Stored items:
* * * * * * * * *
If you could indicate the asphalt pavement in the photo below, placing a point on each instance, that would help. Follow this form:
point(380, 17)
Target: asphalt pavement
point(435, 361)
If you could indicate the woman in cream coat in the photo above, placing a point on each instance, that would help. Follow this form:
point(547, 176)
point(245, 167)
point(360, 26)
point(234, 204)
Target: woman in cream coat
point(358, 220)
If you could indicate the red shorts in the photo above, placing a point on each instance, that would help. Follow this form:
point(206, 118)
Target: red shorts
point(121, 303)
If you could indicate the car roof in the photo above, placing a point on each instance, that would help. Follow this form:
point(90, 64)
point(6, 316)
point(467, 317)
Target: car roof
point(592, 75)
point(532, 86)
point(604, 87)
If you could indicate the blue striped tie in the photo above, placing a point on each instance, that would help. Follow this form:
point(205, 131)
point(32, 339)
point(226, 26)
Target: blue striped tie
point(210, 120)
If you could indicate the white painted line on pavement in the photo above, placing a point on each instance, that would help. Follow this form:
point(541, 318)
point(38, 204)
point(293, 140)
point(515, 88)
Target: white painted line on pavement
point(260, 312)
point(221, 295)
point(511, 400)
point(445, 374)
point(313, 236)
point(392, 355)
* * * * * * * * *
**Brief**.
Reproduce without any change the lines from the entries above, beginning with the line that contains "If you could indicate the car" and ending with the line that contains "point(210, 120)". Include both of those lines.

**Response**.
If you could indicate the car roof in the photo above, placing a point on each instance, that would help. Follow this form:
point(90, 64)
point(6, 316)
point(467, 317)
Target: car roof
point(592, 75)
point(532, 86)
point(604, 87)
If you could indicate the blue striped tie in the photo above, placing a point on each instance, that would help. Follow this form:
point(205, 131)
point(32, 339)
point(226, 26)
Target: blue striped tie
point(210, 120)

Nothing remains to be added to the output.